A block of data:
----
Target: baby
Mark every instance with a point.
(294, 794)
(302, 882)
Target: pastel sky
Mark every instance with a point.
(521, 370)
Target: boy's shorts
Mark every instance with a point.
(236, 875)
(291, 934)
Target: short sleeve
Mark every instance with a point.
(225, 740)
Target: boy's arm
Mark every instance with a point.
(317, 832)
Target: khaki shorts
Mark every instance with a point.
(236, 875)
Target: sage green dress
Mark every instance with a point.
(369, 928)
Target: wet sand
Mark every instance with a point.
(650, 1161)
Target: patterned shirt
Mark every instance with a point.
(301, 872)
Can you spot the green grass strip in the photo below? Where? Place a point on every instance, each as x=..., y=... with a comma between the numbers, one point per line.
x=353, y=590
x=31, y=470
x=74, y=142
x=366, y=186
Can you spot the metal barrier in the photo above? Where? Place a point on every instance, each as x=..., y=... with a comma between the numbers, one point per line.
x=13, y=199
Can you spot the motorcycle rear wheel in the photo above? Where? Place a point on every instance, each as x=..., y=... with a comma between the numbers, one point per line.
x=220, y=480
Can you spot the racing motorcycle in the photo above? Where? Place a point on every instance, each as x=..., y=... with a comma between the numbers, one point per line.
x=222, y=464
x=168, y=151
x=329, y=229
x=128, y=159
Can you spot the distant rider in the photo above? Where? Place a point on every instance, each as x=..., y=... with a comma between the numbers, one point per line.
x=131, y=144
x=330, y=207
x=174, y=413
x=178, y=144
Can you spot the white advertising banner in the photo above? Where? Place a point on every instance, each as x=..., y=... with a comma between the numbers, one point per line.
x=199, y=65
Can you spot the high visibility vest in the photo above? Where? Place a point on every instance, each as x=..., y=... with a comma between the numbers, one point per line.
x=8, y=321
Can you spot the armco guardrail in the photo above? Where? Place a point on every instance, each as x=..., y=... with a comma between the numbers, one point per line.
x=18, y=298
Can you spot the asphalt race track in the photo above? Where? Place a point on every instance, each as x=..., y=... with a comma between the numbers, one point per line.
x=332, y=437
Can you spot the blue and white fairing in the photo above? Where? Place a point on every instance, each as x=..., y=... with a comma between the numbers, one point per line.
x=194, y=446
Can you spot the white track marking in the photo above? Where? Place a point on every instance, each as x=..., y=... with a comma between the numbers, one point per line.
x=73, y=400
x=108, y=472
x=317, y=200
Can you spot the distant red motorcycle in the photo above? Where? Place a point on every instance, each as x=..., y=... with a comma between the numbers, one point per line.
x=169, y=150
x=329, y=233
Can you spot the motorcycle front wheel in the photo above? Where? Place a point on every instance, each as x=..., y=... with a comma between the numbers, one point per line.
----
● **Work required**:
Print the entries exactly. Include every one.

● **The response**:
Target: baby
Mark every instance with a point.
(294, 794)
(302, 882)
Target: pastel sky
Mark every instance with a point.
(521, 370)
Target: boy's shorts
Mark every instance with a point.
(236, 875)
(291, 934)
Target: short sleeve
Mark every instance with a point.
(225, 740)
Target: boy's arm
Mark every instance with a point.
(317, 832)
Target: khaki shorts
Mark every instance with a point.
(236, 875)
Target: sage green dress
Mark every instance with a point.
(369, 928)
Target: wet sand
Mark every instance with a point.
(650, 1161)
Target: patterned shirt
Mark every instance with a point.
(301, 872)
Can you spot the green grass strip in the photo below? Where? Place a point on every instance, each as x=..., y=... with a comma between the numbers, one point per line.
x=353, y=590
x=31, y=470
x=74, y=142
x=366, y=186
Can you spot the metal barrier in the photo above? Where? Place a point on every instance, each as x=..., y=... with a comma between the numbers, one point per line.
x=13, y=199
Can you spot the motorcycle rear wheel in the photo above? Where? Place a point on every instance, each as x=..., y=... with a comma between the numbers, one point per line.
x=220, y=480
Can you spot the racing motorcycle in the photo above? Where? Place a point on every instance, each as x=..., y=... with a comma between the numbers, one point per line.
x=222, y=464
x=168, y=151
x=329, y=229
x=128, y=159
Can you spot the distant rider in the photo above? Where? Place a point on every instance, each as x=..., y=... with a comma between the numbers, one point per line.
x=131, y=144
x=330, y=207
x=174, y=413
x=178, y=144
Can you spot the white advertising banner in the photo above? Where? Place a point on every instance, each as x=..., y=... with a comma between the numbers, one point per line.
x=199, y=65
Can you spot the high visibility vest in the photo above? Where? Place a point on every instance, each as x=..., y=... with a comma between the numbers, one point per line.
x=8, y=321
Can you spot the armco guardrail in the photo above? Where? Place a point on every instance, each as x=..., y=... with a comma between the numbers, one point per line.
x=18, y=298
Can you spot the asphalt race track in the photo above? Where? Place a point on every instance, each as x=..., y=... with a comma between the numbers, one point per line.
x=332, y=437
Can you spot the blue and white fairing in the photo above? Where? Place a point on every instance, each as x=..., y=... with a comma between the numbers, one point per line.
x=194, y=446
Can you spot the white track marking in the photo above? Where? Place a point on every instance, each as x=..., y=... with a comma between the numbers, one point per line.
x=73, y=400
x=108, y=472
x=317, y=200
Can you spot the distant red motorcycle in the photo above? Where? Place a point on every instance, each as x=..., y=... with a comma between the numbers, one point per line.
x=169, y=150
x=329, y=233
Can you spot the motorcycle front wheel in the photo above? Where? Place a point on every instance, each as x=..., y=... with a comma between the numbers, one point per line.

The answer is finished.